WORK REQUIRED: In the passage on 2014 faith-based films, which four quadrants are traditionally the most hotly pursued?

PASSAGE SHOWN:
With 2014 drawing to a close and Oscar season gearing up, it is a good time to reflect on what worked and what didn’t for the faith film market this year
Early in the year things looked promising with four faith titles performing well: Son of God, Noah, Heaven is For Real, and God’s Not Dead all produced high grosses at the box office. But not all of this year’s faith-based films would hit their mark. The Identical, When the Game Stands Tall, Persecuted, and Mom’s Night Out were all low performers [in theaters]. Up against the fifty major studio movies released between the traditional April blockbuster season kick-off and Labor Day, it can be argued that these faith films never had a chance.
Ray Subers of BoxOfficeMojo.com points out in a recent report that while the biggest faith movies of 2014 had words like “God” or “heaven” in their titles, the faith-based films that performed poorly were not really about religion. This belies the common theory that in order to attract the greatest number of market demographics, film content should be as universal (or homogenized) as possible. Traditionally, the four most hotly pursued quadrants are young male, young female, adult male, and adult female.

RAW DATA:
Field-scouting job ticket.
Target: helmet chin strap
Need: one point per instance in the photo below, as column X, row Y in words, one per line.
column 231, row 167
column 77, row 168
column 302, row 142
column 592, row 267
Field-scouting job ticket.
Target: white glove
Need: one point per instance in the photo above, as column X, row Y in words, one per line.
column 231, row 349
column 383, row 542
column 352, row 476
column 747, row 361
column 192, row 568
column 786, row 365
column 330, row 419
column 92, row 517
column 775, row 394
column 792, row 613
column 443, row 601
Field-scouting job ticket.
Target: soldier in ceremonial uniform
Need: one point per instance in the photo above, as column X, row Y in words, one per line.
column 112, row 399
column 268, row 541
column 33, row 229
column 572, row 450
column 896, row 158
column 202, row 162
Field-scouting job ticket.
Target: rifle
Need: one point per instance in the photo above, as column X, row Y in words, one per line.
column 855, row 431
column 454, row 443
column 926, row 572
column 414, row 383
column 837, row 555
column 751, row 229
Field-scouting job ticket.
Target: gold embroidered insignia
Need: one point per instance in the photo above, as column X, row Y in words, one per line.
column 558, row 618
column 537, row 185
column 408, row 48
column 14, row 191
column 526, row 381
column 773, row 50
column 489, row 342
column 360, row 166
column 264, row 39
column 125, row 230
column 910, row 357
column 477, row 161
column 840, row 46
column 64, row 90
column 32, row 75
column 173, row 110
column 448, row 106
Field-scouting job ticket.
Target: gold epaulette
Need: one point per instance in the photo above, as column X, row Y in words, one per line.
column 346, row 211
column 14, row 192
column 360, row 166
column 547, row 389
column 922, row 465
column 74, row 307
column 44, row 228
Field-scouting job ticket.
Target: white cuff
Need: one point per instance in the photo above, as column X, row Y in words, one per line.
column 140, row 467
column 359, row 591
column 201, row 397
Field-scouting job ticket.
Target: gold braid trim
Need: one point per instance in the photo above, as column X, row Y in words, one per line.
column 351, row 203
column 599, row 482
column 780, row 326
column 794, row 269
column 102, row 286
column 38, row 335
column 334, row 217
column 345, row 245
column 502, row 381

THE RESULT: Young male, young female, adult male, and adult female.